What you are asked to do: Starting at the line containing "of the concrete" and ending at the last of the lines below, reproduce those lines in full, requests included, and rescale every point coordinate in the answers by 2.5, rounding to whole numbers with halves rounded up. Leave the numbers in the requests and their format samples unchanged.
---+---
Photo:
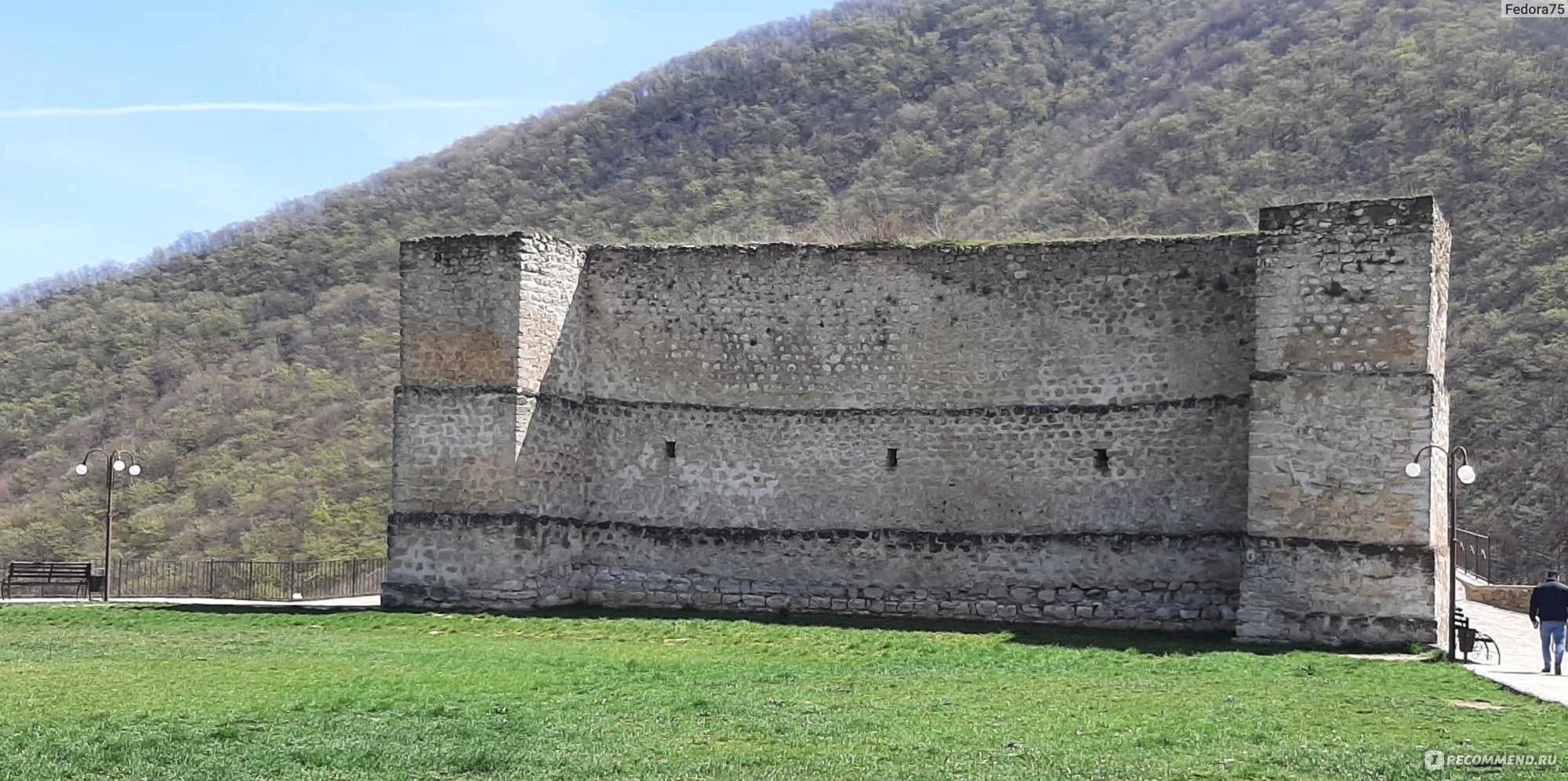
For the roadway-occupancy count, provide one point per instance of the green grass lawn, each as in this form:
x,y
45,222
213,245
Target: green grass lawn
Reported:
x,y
169,692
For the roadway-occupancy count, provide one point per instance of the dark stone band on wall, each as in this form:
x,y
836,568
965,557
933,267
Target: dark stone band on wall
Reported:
x,y
932,575
904,537
1415,554
1222,401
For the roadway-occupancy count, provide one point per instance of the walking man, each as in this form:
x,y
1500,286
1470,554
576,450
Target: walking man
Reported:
x,y
1550,614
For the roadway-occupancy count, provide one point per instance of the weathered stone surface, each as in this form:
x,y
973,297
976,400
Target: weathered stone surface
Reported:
x,y
1348,387
1094,434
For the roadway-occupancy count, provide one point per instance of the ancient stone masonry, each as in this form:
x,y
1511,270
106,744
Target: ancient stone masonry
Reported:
x,y
1144,434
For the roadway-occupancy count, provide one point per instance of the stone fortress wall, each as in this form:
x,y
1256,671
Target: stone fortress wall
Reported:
x,y
1144,434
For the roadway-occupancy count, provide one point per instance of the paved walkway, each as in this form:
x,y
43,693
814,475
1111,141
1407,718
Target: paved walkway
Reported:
x,y
1522,653
347,601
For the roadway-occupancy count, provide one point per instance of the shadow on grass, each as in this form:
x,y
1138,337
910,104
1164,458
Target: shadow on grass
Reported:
x,y
1144,642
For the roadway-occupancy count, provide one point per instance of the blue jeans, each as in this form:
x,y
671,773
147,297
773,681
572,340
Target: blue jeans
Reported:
x,y
1553,642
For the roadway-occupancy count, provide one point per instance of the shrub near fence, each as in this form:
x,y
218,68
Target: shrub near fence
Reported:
x,y
278,581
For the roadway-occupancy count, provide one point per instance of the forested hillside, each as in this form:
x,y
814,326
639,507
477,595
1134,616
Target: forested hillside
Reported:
x,y
255,377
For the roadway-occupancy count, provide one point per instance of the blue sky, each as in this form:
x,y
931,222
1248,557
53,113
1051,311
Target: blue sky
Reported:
x,y
79,189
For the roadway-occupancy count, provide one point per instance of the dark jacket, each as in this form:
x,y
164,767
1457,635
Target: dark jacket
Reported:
x,y
1550,603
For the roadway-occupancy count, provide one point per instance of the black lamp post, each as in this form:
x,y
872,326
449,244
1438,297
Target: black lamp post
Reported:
x,y
1459,473
114,462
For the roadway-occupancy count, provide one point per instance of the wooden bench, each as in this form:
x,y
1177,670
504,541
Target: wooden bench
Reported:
x,y
51,573
1468,638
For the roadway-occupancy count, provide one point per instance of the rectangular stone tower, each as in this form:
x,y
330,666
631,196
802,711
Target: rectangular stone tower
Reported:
x,y
487,335
1352,310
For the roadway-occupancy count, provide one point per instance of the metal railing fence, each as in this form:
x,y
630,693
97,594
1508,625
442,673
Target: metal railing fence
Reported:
x,y
1475,553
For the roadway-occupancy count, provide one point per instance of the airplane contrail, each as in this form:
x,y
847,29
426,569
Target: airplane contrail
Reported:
x,y
165,109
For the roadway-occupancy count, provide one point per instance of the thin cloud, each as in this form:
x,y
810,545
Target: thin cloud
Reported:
x,y
172,109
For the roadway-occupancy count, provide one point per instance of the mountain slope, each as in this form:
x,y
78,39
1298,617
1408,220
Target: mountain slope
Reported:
x,y
256,376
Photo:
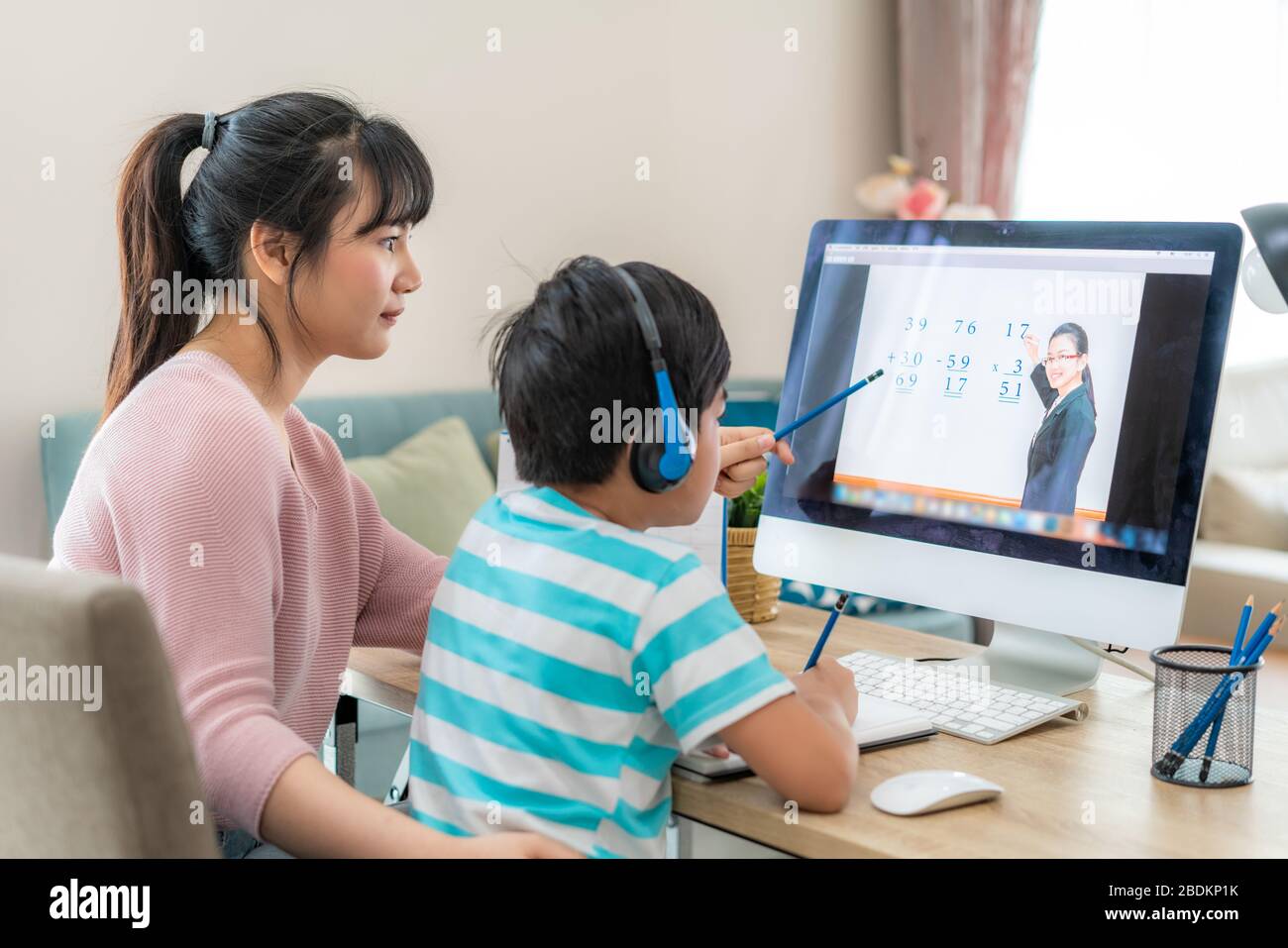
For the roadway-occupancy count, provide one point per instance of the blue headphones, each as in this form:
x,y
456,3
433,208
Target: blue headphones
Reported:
x,y
657,464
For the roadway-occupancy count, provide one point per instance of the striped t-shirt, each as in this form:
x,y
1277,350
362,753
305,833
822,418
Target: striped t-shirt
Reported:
x,y
570,661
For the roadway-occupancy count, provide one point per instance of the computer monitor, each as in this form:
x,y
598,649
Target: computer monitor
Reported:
x,y
1048,484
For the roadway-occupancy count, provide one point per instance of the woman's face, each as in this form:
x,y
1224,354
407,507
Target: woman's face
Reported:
x,y
351,299
1060,369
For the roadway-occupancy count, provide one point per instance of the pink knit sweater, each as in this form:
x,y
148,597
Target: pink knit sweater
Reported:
x,y
259,578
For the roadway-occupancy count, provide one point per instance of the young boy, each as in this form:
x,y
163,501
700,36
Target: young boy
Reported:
x,y
571,657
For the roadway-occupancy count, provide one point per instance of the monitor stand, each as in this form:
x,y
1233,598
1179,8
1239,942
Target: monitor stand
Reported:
x,y
1031,659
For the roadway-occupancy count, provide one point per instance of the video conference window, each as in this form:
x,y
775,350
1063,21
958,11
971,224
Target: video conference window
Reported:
x,y
1026,389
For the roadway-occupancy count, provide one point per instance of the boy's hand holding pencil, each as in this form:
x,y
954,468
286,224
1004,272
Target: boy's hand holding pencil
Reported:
x,y
742,458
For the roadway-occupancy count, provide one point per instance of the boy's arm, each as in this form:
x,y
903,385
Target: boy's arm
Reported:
x,y
802,745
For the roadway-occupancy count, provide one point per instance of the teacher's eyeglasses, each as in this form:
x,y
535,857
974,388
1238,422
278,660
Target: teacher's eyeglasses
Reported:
x,y
1067,359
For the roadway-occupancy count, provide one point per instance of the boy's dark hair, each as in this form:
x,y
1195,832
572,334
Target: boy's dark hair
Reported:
x,y
578,348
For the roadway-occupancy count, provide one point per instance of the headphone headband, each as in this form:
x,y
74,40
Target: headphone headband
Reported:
x,y
644,317
658,467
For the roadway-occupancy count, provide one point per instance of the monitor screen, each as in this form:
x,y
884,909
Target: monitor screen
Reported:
x,y
1047,389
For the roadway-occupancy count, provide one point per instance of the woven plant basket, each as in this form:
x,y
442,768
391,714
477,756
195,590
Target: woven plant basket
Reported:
x,y
755,596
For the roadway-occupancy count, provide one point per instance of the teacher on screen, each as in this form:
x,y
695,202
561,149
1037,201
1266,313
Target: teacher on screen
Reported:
x,y
1059,449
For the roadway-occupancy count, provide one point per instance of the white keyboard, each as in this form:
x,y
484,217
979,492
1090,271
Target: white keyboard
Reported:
x,y
958,698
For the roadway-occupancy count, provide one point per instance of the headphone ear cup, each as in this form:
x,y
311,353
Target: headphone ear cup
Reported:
x,y
645,467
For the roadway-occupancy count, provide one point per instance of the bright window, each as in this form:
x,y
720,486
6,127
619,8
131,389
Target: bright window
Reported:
x,y
1162,110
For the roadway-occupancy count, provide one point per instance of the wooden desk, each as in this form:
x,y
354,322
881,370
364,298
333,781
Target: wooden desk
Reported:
x,y
1072,790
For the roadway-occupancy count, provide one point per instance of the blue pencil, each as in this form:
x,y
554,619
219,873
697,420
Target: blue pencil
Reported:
x,y
827,630
1214,707
1244,617
819,408
1243,630
1190,736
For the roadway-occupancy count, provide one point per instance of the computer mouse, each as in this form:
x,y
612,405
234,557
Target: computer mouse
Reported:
x,y
928,791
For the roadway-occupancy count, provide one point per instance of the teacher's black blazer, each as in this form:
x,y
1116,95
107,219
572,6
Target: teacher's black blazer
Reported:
x,y
1059,449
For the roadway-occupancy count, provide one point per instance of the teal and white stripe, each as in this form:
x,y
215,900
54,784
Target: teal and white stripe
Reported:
x,y
570,661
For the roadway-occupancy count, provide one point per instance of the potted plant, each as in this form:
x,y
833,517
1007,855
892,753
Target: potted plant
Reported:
x,y
755,596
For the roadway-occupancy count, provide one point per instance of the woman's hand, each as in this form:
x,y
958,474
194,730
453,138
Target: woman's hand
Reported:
x,y
1030,347
742,453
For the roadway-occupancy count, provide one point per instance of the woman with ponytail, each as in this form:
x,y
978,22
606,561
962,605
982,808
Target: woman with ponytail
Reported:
x,y
1057,451
262,558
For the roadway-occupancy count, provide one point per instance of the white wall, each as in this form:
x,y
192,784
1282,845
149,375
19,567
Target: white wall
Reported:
x,y
533,151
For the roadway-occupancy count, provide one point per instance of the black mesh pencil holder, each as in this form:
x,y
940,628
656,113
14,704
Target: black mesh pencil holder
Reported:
x,y
1197,690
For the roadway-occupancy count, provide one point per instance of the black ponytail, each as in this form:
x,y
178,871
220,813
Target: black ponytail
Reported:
x,y
288,159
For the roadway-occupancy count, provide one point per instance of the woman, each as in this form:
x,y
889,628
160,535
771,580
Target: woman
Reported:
x,y
1059,449
262,558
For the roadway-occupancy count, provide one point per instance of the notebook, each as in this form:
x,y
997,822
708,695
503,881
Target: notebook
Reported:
x,y
881,723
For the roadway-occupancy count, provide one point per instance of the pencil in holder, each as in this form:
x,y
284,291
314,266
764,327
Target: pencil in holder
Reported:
x,y
1196,691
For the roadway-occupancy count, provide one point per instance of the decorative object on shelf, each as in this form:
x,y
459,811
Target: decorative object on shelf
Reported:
x,y
906,194
755,596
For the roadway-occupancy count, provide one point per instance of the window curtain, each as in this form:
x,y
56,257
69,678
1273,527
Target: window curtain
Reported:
x,y
964,73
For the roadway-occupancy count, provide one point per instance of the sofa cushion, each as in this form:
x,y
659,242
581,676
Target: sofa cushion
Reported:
x,y
430,484
1248,506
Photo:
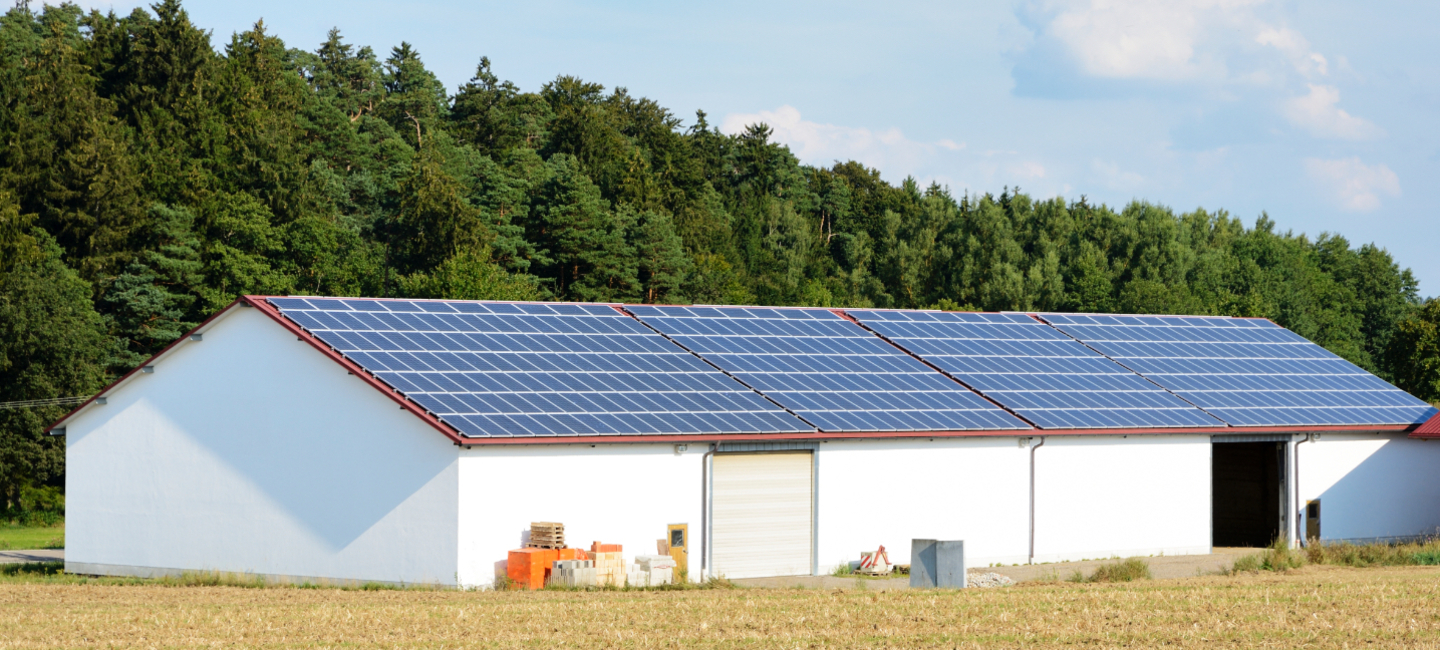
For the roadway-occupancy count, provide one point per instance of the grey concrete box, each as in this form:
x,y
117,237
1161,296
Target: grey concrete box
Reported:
x,y
936,562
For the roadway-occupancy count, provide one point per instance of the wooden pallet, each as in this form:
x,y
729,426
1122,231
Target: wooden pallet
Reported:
x,y
546,535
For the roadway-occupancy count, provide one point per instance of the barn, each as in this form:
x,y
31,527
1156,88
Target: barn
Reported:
x,y
414,441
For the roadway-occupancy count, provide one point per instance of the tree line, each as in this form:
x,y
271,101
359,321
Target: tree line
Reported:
x,y
149,177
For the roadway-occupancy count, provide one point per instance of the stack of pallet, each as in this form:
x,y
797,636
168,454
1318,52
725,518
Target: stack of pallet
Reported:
x,y
651,571
572,572
609,564
546,535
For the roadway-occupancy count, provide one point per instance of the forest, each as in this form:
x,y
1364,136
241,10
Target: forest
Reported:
x,y
153,172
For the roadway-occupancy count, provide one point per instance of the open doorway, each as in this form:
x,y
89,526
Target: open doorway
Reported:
x,y
1246,482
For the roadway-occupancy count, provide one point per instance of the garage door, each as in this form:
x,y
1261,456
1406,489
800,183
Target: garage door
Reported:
x,y
762,515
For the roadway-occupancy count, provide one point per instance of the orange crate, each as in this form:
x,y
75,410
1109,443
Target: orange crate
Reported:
x,y
570,554
527,568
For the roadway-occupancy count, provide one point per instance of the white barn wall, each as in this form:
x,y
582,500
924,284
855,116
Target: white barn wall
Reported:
x,y
889,492
249,451
1122,496
611,493
1371,486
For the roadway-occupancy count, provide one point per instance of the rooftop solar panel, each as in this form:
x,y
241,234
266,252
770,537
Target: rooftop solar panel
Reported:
x,y
519,369
1249,372
825,369
1034,371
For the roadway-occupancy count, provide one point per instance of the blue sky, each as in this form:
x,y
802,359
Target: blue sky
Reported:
x,y
1324,114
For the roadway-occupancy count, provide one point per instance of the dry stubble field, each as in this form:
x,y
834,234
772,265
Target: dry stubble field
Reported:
x,y
1314,607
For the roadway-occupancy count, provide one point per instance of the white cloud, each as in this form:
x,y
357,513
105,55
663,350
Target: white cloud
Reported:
x,y
1296,48
1115,177
1149,39
1220,46
1355,185
1318,113
815,143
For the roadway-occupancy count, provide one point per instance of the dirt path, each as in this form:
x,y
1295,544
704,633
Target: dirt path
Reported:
x,y
42,555
1161,568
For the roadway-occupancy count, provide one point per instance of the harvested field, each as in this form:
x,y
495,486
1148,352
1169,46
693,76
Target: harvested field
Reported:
x,y
1312,607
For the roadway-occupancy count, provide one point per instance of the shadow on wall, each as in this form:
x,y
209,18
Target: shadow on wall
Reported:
x,y
1394,493
344,495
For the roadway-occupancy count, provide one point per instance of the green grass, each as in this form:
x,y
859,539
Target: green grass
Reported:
x,y
25,538
54,574
1279,557
1126,570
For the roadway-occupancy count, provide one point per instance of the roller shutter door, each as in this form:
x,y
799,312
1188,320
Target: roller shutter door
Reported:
x,y
762,515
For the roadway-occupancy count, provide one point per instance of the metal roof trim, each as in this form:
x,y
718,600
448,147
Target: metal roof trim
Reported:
x,y
822,435
1429,428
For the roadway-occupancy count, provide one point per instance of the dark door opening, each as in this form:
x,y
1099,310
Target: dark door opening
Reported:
x,y
1246,493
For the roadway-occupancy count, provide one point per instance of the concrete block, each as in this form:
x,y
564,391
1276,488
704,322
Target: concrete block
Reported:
x,y
936,564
---+---
Complete response:
For the roadway-occupancy count, provide one point per instance of the concrete block, each as in this form:
x,y
564,391
1276,488
704,322
Target: concrete block
Reported:
x,y
2340,1410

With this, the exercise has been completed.